(SUPPLIED PASSAGE)
------------------------------

Yet, the drama did not abate. A few months following the compromise, seven of the fifteen remaining men at Cummins–but not the Moore Six–were released, and then the anniversary of the November settlement also passed, still with no freedom for the Moore Six. On December 19, 1924, Governor McRae, only a few weeks before leaving office, released the last sharecroppers imprisoned at Cummins. At this point, Jones understood the Governor had reneged on the agreement, and since the newly elected governor, replacing McRae, won the gubernatorial election with the backing of the Ku Klux Klan, Jones had run out of virtually all options.

Jones caught a train to Helena. Once he arrived, Jones went to the various offices of the County fathers; since they had agreed to the negotiated deal a year earlier, County leaders should sign a petition in support of the release of the prisoners. In addition to the signatures received in Helena, Jones made sure names of leading citizens from Elaine were obtained. On Christmas Eve, he delivered to the Governor the petition of hundreds of names, including those from Phillips County and prominent citizens from throughout the State. Again, nothing happened. On January 13th, 1924, Jones visited Governor McRae once more, but, this time, he left with the assurance the men would be freed. Later that day, as his final act as governor, McRae gave the Moore Six “indefinite furloughs.” All the prisoners from the Elaine Race Massacre were now free.

Not only were the sharecroppers, who had been unfairly convicted and imprisoned, free, but Scipio Africanus Jones, African-American, former field hand himself, had also engineered a legal strategy that established a limit on states’ rights in legal proceedings against the individual and created a new, forceful precedent for federal protection of the basic rights of American citizens, as guaranteed by the 14th Amendment.

Another View of “The Killing Fields”

In August, 2012, in route to my 50th high school reunion in Monticello, I flew into Memphis to explore, as much as one could now explore, the physical locale north of Elaine where much of the massacre occurred. A representative from the University of Arkansas–a friend who knew of my continuing interest in and inquiry into the massacre–met me south of Memphis in Helena, and we began our journey back into that patently sad and disturbing moment in American history. Out of Helena, we traveled southwest on Highway 44, a rather deserted, small, but now paved road that shortly brought us to Elaine in less than thirty minutes. While much of the massacre happened on the outskirts, just north of town, we thought we’d spend a little time meandering through Elaine just to get a sense of the place, nearly 100 years later. The town appeared smaller than I had imagined–a hamlet of a little more than 600 persons (according to the 2010 Census). Phillips County had suffered a continuing and depressed economy over the last several decades–its population, which fell nearly 18% from 2000, was now less than half of the 1950 figure of about 46,000. With a population decline of about 26% since 2000, the performance of Elaine paralleled that of the County but was even worse.

The elevated MoPac railroad tracks that brought Governor Brough, the Camp Pike troops, Lonnie and others involved as participants in or witnesses to the Elaine Race Massacre, ran alongside Highway 44 and were unobstructedly visible a few yards from the center of town.

------------------------------

(YOUR INSTRUCTIONS)
List every individual person named in the passage on the Elaine Race Massacre. The rows that follow are unrelated to the text.

------------------------------

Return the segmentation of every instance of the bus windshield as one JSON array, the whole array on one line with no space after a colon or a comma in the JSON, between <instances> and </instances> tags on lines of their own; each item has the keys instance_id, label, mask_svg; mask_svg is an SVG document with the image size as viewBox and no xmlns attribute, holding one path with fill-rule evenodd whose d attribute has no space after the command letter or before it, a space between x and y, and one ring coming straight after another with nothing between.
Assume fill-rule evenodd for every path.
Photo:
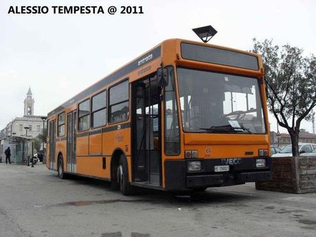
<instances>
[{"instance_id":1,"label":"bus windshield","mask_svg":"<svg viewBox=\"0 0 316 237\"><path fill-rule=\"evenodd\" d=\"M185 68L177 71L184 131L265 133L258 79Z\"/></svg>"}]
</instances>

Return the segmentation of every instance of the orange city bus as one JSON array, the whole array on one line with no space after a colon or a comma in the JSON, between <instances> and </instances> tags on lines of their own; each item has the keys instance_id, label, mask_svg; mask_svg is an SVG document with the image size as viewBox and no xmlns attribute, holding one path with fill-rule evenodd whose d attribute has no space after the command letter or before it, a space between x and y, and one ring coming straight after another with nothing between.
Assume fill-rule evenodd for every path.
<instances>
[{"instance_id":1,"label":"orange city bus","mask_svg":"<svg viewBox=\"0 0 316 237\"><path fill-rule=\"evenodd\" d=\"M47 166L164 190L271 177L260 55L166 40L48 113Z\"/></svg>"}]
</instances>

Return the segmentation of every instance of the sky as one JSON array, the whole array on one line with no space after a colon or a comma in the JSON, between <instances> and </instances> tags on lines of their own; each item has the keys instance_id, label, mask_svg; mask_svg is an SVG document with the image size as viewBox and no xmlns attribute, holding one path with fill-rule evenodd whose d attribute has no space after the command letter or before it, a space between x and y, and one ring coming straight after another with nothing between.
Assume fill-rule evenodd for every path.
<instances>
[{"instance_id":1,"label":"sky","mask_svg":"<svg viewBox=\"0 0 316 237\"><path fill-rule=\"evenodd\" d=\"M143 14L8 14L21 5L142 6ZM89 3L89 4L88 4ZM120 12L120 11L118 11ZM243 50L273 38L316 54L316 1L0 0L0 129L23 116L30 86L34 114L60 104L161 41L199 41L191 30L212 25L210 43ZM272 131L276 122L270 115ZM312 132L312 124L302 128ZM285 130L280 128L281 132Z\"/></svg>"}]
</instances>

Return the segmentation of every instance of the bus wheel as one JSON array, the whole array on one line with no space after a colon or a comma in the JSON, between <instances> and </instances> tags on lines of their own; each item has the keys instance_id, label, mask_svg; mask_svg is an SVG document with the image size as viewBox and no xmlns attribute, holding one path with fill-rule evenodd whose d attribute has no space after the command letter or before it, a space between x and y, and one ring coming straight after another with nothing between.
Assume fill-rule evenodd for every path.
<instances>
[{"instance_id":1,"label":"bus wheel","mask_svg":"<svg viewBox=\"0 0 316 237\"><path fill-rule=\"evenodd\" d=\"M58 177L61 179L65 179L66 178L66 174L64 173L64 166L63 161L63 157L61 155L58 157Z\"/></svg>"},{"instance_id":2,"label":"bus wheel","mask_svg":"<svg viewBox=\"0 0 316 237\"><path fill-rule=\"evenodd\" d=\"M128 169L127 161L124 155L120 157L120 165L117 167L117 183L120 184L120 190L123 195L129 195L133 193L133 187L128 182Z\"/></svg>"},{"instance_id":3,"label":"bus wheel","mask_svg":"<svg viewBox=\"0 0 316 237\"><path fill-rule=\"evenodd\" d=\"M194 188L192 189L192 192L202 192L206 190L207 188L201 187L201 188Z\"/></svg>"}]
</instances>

------------------------------

(EXERCISE RESULT)
- Governor McRae
- Scipio Africanus Jones
- Governor Brough
- Lonnie